## PASSAGE FOR REVIEW
----------------

Charlie Wilson’s War, the new Mike Nichols film based on George Crile’s book of the same name opened last week to decent reviews and pretty good word of mouth – even in liberal crowds. The story outline is pretty well known by now. Charlie Wilson, an early Blue Dog Democrat — a socially liberal and weapons loving Congressman from south eastern Texas, (east of Houston and Galveston Bay, bordering on the Gulf and Louisiana,) teamed up with go-it-alone CIA case officer, Gust Avrakotos, to get millions of secret US dollars to various anti-Soviet mujahideen eventually leading to the withdrawal of the Soviet Army from Afghanistan and setting the stage for the collapse of the Soviet Union in 1989.
It’s a good film of course, with Nichols directing, witty script by Aaron Sorkin, Tom Hanks playing Charlie Wilson and the chameleon Phillip Seymour Hoffman playing Avrakotos. Julia Roberts isn’t bad as Wilson’s goad and top sex object, Born Again Joanne Herring. Plus there are lots of boy toys: helicopters bowing up, Soviet jets blowing up — handsome Russians silenced in mid fear: Boom!; enormous tanks lifting off the ground in flames. More boy toys in Wilson’s nubile staff, including one he refers to as “jail bait.” Sex and firepower! What’s not to be liked?
This depends on what you go to movies for.
The acting or the story. Or to think about what is being sent your way, the set of values the story advances.
Some would argue that the acting is paramount. Without good acting and a good script you cannot have a good movie. If that’s your criteria this is a good movie. Aaron Sorkin’s typically crisp dialog (West Wing on TV, A Few Good Men…) with the witty repartee of the old Cary Grant films flowing like the language we’ve come to expect of these larger than life characters, wishing we were as witty and quick as they are. It doesn’t hurt that some of it comes directly from the real Charlie Wilson’s mouth. When asked why all his congressional aids are beautiful young women his answer was “You can teach ’em to type. You can’t teach ’em to grow tits.”
If the style and the jewels and the hot tubs are all –in some update of Dallas, the long running series about Texas greed and excess – unrelated to anything in our world, then it is a good movie.
The story is not unrelated to us of course. It is about land mines disguised as toys that maim children. It is about stinger missiles that incinerate and atomize in one glorious show. It is about communists dying. It is about international politics of the most gruesome kind. It is about the United States Congress and how its business gets done. All of this is real and contemporary and none of it is pretty. So how do we get to enjoy a “comedy” about all this? I didn’t.

----------------

## RECORDS SHOWN
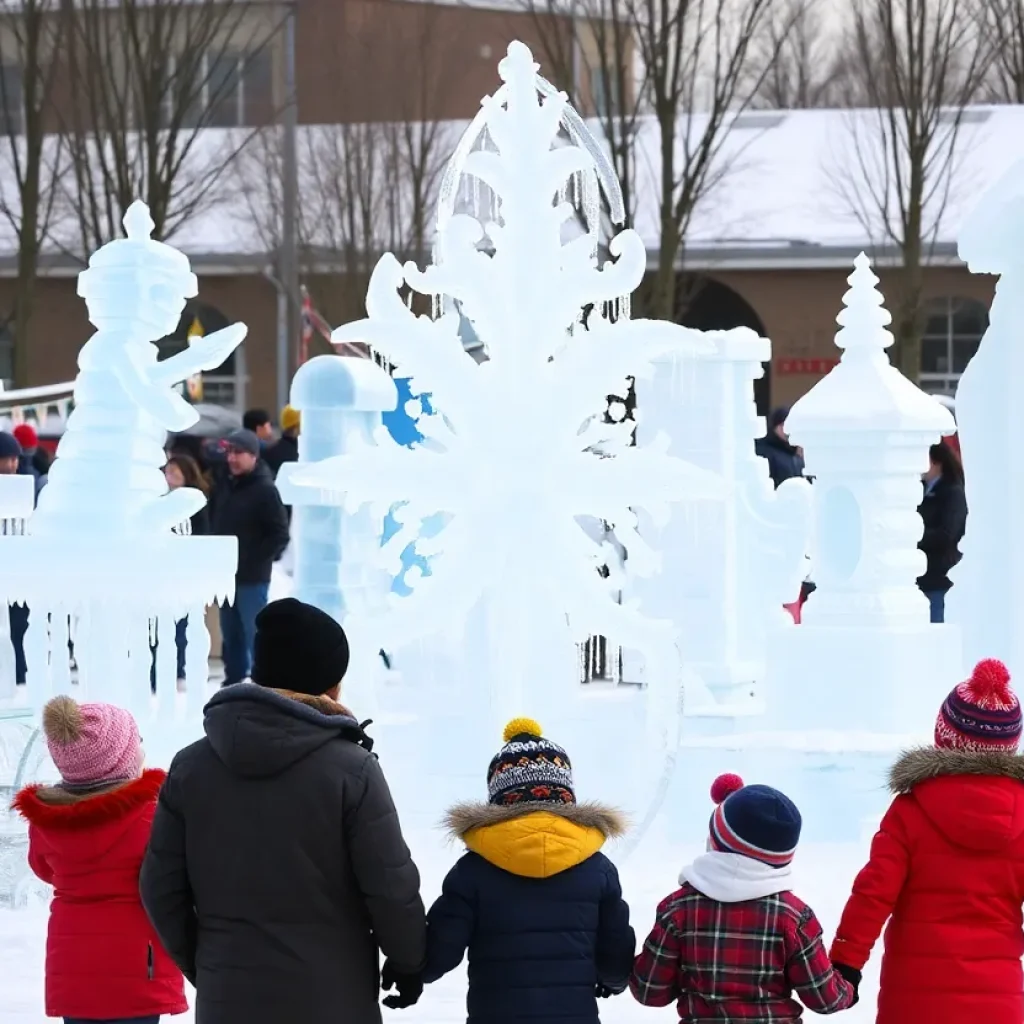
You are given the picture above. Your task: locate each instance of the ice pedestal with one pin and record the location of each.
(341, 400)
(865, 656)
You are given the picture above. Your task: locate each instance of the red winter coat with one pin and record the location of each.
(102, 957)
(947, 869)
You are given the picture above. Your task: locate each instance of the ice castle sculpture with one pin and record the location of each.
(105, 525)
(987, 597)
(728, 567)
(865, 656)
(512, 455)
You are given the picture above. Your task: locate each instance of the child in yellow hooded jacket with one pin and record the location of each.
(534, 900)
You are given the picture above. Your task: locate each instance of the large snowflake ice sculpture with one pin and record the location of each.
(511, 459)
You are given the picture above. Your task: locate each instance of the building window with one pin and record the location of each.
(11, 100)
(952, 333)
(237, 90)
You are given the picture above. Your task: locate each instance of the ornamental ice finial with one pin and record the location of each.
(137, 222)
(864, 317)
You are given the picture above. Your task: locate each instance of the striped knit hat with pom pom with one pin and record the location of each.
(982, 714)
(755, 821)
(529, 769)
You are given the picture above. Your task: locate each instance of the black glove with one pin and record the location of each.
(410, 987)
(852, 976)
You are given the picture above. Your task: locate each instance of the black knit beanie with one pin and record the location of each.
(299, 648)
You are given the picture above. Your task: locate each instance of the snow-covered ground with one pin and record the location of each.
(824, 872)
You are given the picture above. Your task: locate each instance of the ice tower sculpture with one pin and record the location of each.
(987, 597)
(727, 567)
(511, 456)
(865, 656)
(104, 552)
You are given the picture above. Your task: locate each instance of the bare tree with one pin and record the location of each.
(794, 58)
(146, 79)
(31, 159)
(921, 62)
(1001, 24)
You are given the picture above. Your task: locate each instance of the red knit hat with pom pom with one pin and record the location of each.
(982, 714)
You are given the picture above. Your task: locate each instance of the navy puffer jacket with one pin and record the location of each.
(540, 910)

----------------

## WHAT TO DO
In the passage about Charlie Wilson’s War, rewrite everything from "It’s a good" down to "to movies for.", putting "big spectacles" wherever "boy toys" appears.

## SOLUTION FOR THIS TASK
It’s a good film of course, with Nichols directing, witty script by Aaron Sorkin, Tom Hanks playing Charlie Wilson and the chameleon Phillip Seymour Hoffman playing Avrakotos. Julia Roberts isn’t bad as Wilson’s goad and top sex object, Born Again Joanne Herring. Plus there are lots of big spectacles: helicopters bowing up, Soviet jets blowing up — handsome Russians silenced in mid fear: Boom!; enormous tanks lifting off the ground in flames. More big spectacles in Wilson’s nubile staff, including one he refers to as “jail bait.” Sex and firepower! What’s not to be liked?
This depends on what you go to movies for.